● **RECORDS FOR PROCESSING**

+---+

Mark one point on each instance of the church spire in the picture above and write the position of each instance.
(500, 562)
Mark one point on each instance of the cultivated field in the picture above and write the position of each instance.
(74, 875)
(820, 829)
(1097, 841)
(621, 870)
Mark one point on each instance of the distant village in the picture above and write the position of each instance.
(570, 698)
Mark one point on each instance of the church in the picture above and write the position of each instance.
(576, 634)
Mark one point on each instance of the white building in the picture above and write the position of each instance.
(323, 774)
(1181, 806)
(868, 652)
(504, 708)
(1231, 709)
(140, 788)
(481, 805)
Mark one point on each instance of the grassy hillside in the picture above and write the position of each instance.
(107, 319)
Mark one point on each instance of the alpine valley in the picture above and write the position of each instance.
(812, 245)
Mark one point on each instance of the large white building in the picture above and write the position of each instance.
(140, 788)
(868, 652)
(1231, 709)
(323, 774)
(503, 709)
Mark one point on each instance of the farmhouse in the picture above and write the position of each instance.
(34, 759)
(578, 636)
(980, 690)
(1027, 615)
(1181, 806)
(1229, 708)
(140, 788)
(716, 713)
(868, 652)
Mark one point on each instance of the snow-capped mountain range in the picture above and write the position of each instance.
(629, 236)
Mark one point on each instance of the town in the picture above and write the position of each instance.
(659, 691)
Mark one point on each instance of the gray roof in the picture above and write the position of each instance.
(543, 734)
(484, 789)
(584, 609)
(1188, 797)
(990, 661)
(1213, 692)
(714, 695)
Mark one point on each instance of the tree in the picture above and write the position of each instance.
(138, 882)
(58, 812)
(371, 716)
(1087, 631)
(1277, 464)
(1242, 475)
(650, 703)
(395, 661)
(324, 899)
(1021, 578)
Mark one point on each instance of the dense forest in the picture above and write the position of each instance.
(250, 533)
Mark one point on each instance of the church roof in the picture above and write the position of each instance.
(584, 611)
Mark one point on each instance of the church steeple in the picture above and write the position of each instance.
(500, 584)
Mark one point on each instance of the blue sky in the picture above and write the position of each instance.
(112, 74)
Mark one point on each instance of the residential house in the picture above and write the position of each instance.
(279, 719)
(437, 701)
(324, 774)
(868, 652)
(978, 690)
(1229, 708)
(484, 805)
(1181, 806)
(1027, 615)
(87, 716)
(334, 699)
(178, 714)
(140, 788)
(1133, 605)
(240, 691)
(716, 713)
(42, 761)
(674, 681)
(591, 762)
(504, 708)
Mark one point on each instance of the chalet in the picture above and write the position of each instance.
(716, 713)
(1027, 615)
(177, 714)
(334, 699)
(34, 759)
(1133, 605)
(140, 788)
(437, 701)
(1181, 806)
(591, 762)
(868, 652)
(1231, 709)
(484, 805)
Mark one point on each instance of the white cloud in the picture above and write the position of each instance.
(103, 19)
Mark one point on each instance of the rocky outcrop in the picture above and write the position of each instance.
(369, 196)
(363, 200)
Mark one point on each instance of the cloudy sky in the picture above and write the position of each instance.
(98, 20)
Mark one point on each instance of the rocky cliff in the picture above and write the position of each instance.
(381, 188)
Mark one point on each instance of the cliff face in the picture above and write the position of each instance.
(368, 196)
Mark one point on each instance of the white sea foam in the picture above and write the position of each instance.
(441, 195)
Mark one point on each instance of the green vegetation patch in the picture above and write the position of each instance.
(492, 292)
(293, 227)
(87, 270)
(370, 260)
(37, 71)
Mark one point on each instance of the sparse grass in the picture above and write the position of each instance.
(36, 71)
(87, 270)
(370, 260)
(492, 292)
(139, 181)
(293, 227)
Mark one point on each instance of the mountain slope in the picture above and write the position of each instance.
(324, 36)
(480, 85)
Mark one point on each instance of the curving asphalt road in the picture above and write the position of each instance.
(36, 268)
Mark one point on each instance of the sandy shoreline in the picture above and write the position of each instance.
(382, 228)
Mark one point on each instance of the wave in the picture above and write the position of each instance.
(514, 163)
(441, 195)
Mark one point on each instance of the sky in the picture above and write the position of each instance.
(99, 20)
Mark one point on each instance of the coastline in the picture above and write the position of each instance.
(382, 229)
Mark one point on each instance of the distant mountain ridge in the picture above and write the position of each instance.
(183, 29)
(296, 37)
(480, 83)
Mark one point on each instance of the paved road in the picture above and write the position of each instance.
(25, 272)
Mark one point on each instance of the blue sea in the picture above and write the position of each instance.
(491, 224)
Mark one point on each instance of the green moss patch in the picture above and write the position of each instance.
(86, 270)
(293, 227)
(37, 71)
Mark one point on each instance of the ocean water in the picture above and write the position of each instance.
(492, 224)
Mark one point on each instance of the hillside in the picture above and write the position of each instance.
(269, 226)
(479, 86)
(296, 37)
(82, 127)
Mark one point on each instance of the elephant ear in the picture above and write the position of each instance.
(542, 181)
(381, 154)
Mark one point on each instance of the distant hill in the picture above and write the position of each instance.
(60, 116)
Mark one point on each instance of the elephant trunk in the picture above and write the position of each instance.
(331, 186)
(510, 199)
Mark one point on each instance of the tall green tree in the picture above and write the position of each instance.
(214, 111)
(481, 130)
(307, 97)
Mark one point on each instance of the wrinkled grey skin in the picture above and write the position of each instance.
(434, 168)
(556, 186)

+---+

● **TASK BRIEF**
When you output the entries, keep every line exactly as it appears above.

● **PROBLEM SOLUTION**
Mark one point on each instance of the church spire in the picture above and write the position of each instance.
(500, 562)
Mark one point on each instance of the cultivated field in the picture above and write the position of each instance.
(74, 875)
(820, 829)
(1097, 841)
(621, 870)
Mark one point on each instance of the distant village in the picture above and write the position of each instance.
(570, 698)
Mark one point on each instance of the church in the picture above and write the position of each instance.
(576, 634)
Mark one point on each instance of the white building in the picture above and write the position of each instance.
(323, 774)
(1181, 806)
(868, 652)
(504, 708)
(1231, 709)
(140, 788)
(481, 805)
Mark one point on each instance of the grassy hillside in the picture above and write the position of each instance.
(107, 319)
Mark one point on each instance of the alpine valley in the picture above and write the position of each instance.
(812, 245)
Mark one point on each instance of the large white building in the picture above and write the position of each instance.
(140, 788)
(868, 652)
(1231, 709)
(323, 774)
(503, 709)
Mark one point on each instance of the farmhouse in the picture above and write the position of each instance.
(34, 759)
(578, 636)
(980, 690)
(1027, 615)
(1181, 806)
(1229, 708)
(140, 788)
(716, 713)
(868, 652)
Mark one point on each instance of the snow-capped mountain range in the picture above and write the position of each instance.
(629, 236)
Mark one point on each instance of the town in the picture above and write the position of each instance.
(659, 691)
Mark one point on each instance of the gray roof in the picture above and write the position of each instance.
(543, 734)
(484, 789)
(584, 609)
(1188, 797)
(990, 661)
(1213, 692)
(714, 695)
Mark one point on each instance of the tree in the picture above and write the position of each instance.
(138, 882)
(58, 812)
(371, 716)
(1087, 631)
(1277, 464)
(1242, 475)
(650, 703)
(395, 661)
(324, 899)
(1021, 578)
Mark one point on each instance of the dense forest in the picture above and write the position of each instance.
(250, 533)
Mark one point on each instance of the church roof in the picture above and write the position of each instance.
(584, 611)
Mark one point on each instance of the church steeple in the picture above and write the position of each instance.
(500, 584)
Mark one point on each instance of the blue sky in the picture above and write the position of each instance.
(112, 74)
Mark one point on each instance of the residential house in the picture above and write the position of each instance.
(279, 719)
(437, 701)
(324, 774)
(868, 652)
(978, 690)
(1229, 708)
(484, 805)
(1181, 806)
(1027, 615)
(87, 716)
(334, 699)
(178, 714)
(140, 788)
(1133, 605)
(240, 691)
(716, 713)
(42, 761)
(674, 681)
(591, 762)
(504, 708)
Mark one point on each instance of the chalet in the picture above and write the position of each instance.
(716, 713)
(1027, 615)
(177, 714)
(334, 699)
(34, 759)
(1133, 605)
(140, 788)
(437, 701)
(1181, 806)
(591, 762)
(868, 652)
(1231, 709)
(484, 805)
Mark one point on each instance of the white cloud in the picture above and write the position of each instance.
(103, 19)
Mark one point on each instance of the rocky outcrop in the picture above and write the position of each instance.
(369, 196)
(363, 200)
Mark one point on each instance of the cloudy sky in the picture above and write the position of each instance.
(98, 20)
Mark one point on each instance of the rocky cliff in the picture above and write the position of each instance.
(381, 188)
Mark one point on each instance of the cliff face in the picture above and write the position of each instance.
(368, 196)
Mark one point on each instance of the white sea foam in the picture above and write the position of each instance.
(441, 195)
Mark one point on each instance of the green vegetation patch in the picture above and write the position of each instance.
(492, 292)
(293, 227)
(87, 270)
(370, 260)
(37, 71)
Mark one point on each instance of the sparse grass in the picture above and write the position of each instance.
(36, 71)
(87, 270)
(370, 260)
(492, 292)
(139, 181)
(293, 227)
Mark one point on each instance of the mountain slope in the picture above and write the position of each instance.
(324, 36)
(480, 85)
Mark one point on each instance of the curving asphalt road in the picture above and write the position of each instance.
(36, 268)
Mark one point on each instance of the sandy shoreline in the picture above and write the position of each instance.
(382, 228)
Mark one point on each instance of the wave in the picture above and write the position of each instance.
(514, 163)
(441, 195)
Mark one point on each instance of the sky in the picture above and write the position of each instance.
(99, 20)
Mark one point on each instance of the coastline in the picture above and write the position of each instance.
(382, 229)
Mark one point on each instance of the distant mountain ridge in the picture above and write the position of each instance.
(183, 29)
(296, 37)
(480, 83)
Mark one point on each instance of the paved road in the picture above and write the position of each instance.
(25, 272)
Mark one point on each instance of the blue sea in the picture above and write the position of each instance.
(491, 224)
Mark one point on each instance of the green moss patch in the picture above and write the position of each instance.
(86, 270)
(293, 227)
(37, 71)
Mark one point on each instance of the ocean water in the picture above and write the position of each instance.
(492, 224)
Mark one point on each instance of the hillside in the picture above and write the position of each instance.
(269, 226)
(479, 86)
(296, 37)
(82, 127)
Mark one point on each instance of the elephant ear in the picture above and write the position of each instance.
(542, 181)
(381, 154)
Mark one point on each instance of the distant hill in the picture above and write the position of each instance.
(60, 116)
Mark one point on each instance of the elephant trunk in the picture above and write the position of each instance.
(331, 186)
(510, 199)
Mark one point on each instance of the tall green tree in the picture above and write the position of each instance.
(214, 111)
(481, 130)
(307, 97)
Mark one point on each instance of the wrinkled grey skin in the picture above and write the position of each instance.
(434, 168)
(556, 186)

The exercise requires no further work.